Directions —
Count the lines in the entries that contain the word "white", treating uppercase and lowercase as different, and reply with only the number.

Source data —
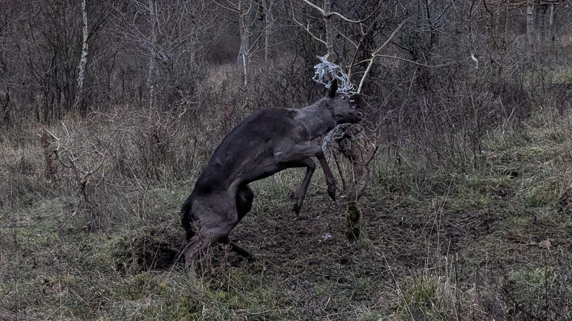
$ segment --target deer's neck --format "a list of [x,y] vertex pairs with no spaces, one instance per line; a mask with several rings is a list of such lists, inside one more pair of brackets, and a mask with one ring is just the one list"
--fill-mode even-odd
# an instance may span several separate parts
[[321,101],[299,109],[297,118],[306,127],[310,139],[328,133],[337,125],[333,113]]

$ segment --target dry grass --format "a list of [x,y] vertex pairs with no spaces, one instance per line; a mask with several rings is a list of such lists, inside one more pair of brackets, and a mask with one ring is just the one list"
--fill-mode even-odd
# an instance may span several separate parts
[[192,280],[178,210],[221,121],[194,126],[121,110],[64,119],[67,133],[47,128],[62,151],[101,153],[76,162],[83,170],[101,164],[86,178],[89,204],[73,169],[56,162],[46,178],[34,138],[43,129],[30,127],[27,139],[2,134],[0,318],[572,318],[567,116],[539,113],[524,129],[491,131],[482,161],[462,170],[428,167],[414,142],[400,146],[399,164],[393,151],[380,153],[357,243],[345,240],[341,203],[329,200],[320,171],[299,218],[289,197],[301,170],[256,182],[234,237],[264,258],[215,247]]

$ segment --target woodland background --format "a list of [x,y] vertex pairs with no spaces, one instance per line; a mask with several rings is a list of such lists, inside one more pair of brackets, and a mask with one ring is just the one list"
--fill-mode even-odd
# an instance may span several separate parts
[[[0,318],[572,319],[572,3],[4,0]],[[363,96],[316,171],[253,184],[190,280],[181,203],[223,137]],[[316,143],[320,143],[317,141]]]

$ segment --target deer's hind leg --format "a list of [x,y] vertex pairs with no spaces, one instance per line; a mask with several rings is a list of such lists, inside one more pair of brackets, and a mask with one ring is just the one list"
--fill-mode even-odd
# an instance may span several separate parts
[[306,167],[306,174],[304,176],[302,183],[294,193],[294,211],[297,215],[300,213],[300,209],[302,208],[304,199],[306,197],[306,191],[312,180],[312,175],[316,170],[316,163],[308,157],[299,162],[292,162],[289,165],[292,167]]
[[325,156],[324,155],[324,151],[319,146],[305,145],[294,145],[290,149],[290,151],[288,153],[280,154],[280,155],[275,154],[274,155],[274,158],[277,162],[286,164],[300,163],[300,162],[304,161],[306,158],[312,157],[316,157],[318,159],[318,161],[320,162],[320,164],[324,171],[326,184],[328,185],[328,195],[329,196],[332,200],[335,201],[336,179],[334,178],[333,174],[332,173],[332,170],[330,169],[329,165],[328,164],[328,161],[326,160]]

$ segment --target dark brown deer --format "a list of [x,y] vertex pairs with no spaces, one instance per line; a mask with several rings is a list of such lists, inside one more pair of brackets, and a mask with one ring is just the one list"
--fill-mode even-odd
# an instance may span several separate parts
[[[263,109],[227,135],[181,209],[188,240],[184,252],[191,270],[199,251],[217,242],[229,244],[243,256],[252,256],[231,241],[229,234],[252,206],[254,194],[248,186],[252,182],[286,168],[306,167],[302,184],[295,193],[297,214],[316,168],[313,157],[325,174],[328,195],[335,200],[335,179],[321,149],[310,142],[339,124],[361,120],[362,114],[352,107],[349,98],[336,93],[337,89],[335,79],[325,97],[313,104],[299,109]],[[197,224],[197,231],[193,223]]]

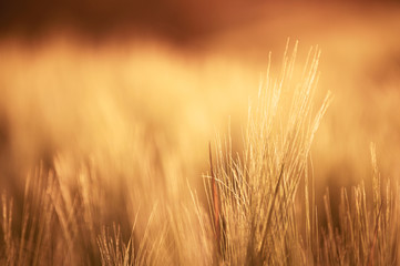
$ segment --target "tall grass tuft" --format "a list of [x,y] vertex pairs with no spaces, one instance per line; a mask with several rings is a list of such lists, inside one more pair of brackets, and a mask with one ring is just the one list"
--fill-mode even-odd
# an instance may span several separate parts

* * *

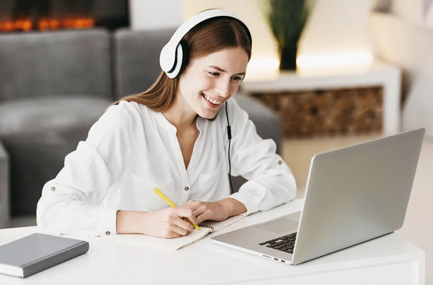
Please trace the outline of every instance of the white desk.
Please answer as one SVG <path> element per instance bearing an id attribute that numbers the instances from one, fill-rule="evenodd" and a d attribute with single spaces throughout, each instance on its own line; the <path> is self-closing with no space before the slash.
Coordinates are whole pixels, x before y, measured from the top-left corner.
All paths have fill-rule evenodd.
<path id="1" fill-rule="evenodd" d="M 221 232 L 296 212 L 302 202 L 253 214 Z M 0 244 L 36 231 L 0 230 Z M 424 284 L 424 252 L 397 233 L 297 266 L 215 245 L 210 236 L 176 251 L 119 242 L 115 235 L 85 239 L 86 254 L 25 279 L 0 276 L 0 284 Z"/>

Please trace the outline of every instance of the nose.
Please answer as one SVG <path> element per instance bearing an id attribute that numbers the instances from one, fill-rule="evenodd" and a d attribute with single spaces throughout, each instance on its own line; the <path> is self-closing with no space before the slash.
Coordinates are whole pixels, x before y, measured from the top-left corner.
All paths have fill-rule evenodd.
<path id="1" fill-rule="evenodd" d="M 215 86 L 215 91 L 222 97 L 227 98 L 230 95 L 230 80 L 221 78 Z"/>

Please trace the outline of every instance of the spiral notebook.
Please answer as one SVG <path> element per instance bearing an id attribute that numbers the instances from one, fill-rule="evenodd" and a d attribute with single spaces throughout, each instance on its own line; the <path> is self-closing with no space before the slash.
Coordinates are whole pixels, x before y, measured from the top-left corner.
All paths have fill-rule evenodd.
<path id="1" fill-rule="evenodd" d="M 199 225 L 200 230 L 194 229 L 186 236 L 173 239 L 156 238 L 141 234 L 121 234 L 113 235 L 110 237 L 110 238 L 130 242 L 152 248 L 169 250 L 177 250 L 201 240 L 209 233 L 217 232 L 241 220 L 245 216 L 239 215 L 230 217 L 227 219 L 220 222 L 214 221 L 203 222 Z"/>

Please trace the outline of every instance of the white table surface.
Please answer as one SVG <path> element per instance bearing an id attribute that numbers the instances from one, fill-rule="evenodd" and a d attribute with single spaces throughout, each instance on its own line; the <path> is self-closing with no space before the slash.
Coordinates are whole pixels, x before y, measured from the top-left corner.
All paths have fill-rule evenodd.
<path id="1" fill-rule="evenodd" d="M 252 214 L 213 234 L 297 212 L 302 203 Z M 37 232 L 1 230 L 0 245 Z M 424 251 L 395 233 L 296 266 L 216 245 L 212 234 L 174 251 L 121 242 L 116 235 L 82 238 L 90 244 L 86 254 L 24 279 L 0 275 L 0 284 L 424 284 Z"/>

Output below —
2